## Requirement
Reproduce the part of the obituary that opens with the words containing "Dan Southerlan­d, a" and closes with "an Olivetti typewriter.".

## Page extract
Los Angeles Times

Foreign correspond­ent who broke barriers

GEORGIE ANNE GEYER, 1935 - 2019

- By Steve Marble

Georgie Anne Geyer, a longtime foreign correspond­ent who chased after the world’s most despotic leaders while clearing the way for a future generation of women journalist­s who’d largely been excluded from the male-dominated foreign press corps, has died at her home in Washington. She was 84.

First as a reporter in Chicago, then as a syndicated columnist whose work appeared in the Los Angeles Times and scores of other publicatio­ns, Geyer seemed to live a life of adventure — trooping through the hills of Guatemala with guerrilla fighters, held by Palestinia­n commandos who believed she was a mysterious foreign agent known as the Israeli Blonde, locked up by jittery government officials in Angola.

Geyer interviewe­d autocrats, strongmen and fiery

revolution­aries. Fidel Castro, she told the Chicago Tribune, was sweet, though “essentiall­y incoherent,” while Libya’s Moammar Kadafi seemed nothing more than “a desert boy.” Saddam Hussein she called mysterious, his intentions hidden behind his “hooded eyes.”

“One of the nice things about interviewi­ng Castro is that you don’t really have to ask him any question,” she told The Times. “He starts talking, and eight hours later he stops talking.”

But for someone who leaned on the written and spoken word to tell her stories, Geyer’s upward arc as a journalist was slowed when she was diagnosed with cancer of the tongue. She continued to write a column until late in life, but had to largely forgo speaking engagement­s and found it difficult to carry out interviews or appear on the Sunday morning news roundup shows she so enjoyed.

“When you come and you can’t speak, people tire of you very quickly,” she said.

Dan Southerlan­d, a former Washington Post correspond­ent and a friend, said Geyer’s death on May 15 arose from complicati­ons of pneumonia.

At its height, Geyer’s column — first syndicated by The Times and later by Universal Press Syndicate — was carried by more than 100 newspapers across the nation. Geyer was a regular on news talk shows and filled bookstores with her biographie­s, commentari­es and even a book on the relationsh­ip between royalty and their pampered cats.

On the road in Central America, the Middle East and Africa, Geyer traveled with three sets of clothes, a swimsuit and an Olivetti typewriter.

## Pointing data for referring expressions
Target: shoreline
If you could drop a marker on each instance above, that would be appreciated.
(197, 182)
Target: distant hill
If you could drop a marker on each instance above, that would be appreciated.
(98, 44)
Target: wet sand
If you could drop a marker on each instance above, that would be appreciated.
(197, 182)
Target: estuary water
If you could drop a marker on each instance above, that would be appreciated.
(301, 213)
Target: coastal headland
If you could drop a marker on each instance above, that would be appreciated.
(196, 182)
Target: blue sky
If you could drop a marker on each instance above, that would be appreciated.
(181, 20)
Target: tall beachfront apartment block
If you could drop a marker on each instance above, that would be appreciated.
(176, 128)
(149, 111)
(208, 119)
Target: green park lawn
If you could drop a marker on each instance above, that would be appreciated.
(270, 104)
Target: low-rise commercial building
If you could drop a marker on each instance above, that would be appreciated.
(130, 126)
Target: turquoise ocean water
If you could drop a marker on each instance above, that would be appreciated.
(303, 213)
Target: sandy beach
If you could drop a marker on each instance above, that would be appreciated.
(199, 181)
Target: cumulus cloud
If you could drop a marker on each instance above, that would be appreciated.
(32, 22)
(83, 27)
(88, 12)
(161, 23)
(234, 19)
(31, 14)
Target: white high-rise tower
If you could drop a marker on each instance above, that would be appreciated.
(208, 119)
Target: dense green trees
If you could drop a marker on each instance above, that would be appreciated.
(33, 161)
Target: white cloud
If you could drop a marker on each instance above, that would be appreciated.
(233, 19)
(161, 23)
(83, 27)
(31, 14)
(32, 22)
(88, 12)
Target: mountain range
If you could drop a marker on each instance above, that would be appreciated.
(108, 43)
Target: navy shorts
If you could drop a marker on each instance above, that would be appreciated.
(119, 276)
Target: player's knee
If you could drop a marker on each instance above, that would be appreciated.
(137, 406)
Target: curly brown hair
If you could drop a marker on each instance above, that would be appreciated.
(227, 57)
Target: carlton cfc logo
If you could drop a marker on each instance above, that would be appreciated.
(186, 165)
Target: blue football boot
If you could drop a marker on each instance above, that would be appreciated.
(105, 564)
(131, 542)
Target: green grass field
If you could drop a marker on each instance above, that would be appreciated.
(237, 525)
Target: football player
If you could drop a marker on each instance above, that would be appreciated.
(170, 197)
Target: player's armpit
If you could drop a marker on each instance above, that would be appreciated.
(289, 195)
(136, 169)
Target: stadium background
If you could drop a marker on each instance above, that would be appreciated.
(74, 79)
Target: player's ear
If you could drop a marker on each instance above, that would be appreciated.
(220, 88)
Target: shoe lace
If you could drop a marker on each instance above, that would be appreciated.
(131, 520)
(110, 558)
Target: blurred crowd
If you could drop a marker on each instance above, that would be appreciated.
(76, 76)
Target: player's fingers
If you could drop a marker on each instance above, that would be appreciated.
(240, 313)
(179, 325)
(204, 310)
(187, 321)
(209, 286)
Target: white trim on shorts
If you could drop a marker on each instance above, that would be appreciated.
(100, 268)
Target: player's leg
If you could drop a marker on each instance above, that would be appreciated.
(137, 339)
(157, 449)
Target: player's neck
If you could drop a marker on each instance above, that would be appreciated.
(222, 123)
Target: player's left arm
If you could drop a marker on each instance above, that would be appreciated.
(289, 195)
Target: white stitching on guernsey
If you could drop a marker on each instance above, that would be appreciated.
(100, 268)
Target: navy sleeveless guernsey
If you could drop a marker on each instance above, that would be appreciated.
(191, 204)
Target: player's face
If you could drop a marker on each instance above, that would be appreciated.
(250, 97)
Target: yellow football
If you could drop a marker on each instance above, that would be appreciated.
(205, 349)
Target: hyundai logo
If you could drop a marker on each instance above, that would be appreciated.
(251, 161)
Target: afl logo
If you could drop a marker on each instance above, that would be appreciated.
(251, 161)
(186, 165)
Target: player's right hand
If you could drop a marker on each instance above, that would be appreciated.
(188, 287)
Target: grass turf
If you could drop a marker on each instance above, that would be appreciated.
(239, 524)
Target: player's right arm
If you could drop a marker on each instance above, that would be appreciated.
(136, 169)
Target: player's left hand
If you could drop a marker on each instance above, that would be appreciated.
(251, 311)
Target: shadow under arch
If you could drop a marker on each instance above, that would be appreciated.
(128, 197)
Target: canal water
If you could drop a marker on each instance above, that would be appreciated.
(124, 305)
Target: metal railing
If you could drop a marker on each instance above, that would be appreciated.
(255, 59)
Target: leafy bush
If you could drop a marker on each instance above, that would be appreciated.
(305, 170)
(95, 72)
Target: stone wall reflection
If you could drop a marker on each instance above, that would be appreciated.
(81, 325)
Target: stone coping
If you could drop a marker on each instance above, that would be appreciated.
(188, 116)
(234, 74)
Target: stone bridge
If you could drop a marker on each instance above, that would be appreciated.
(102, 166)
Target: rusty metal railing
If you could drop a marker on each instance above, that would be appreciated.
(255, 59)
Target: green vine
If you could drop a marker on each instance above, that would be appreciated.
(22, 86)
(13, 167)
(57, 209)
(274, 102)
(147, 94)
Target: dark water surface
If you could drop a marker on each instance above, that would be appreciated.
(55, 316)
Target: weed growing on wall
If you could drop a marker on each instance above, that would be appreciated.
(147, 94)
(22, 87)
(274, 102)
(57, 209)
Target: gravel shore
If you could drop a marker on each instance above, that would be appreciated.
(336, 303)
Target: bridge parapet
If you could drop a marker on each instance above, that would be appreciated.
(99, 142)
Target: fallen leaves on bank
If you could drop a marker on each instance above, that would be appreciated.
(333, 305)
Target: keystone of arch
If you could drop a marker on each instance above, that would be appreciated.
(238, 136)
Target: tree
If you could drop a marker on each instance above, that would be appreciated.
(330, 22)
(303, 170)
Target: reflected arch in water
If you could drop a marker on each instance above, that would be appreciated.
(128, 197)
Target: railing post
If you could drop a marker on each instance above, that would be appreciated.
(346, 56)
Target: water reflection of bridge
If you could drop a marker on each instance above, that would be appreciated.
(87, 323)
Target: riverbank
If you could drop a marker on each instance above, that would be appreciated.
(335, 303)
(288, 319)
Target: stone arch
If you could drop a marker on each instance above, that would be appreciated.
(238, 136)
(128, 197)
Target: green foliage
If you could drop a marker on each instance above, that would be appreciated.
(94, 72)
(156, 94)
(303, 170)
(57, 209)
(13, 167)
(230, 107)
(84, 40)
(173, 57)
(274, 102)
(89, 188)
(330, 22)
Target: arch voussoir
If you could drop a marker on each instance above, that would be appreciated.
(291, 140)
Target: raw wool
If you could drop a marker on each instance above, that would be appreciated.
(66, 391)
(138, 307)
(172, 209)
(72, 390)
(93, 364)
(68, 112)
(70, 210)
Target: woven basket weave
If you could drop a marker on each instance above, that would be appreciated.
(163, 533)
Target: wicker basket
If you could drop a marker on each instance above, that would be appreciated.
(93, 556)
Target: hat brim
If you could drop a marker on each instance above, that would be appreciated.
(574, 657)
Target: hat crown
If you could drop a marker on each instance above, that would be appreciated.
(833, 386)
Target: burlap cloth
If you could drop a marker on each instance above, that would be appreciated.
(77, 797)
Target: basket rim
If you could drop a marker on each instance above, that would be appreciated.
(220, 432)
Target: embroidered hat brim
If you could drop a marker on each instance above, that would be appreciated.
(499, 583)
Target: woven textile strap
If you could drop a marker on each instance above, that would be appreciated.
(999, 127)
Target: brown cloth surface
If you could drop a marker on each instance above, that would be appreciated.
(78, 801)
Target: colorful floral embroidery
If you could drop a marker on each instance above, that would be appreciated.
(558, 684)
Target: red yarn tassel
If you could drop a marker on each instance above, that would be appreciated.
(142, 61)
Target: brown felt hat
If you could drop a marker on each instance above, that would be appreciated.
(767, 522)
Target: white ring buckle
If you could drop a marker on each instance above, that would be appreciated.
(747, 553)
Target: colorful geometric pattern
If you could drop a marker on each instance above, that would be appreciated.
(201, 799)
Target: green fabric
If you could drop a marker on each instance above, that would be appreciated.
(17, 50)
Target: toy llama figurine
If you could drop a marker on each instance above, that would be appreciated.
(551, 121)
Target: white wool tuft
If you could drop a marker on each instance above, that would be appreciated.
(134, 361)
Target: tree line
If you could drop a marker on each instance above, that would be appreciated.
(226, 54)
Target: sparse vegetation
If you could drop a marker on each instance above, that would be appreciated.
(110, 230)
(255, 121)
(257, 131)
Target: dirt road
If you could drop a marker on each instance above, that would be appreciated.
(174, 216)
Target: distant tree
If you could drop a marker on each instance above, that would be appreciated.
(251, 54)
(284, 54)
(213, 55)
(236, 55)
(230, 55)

## Output below
Dan Southerlan­d, a former Washington Post correspond­ent and a friend, said Geyer’s death on May 15 arose from complicati­ons of pneumonia.

At its height, Geyer’s column — first syndicated by The Times and later by Universal Press Syndicate — was carried by more than 100 newspapers across the nation. Geyer was a regular on news talk shows and filled bookstores with her biographie­s, commentari­es and even a book on the relationsh­ip between royalty and their pampered cats.

On the road in Central America, the Middle East and Africa, Geyer traveled with three sets of clothes, a swimsuit and an Olivetti typewriter.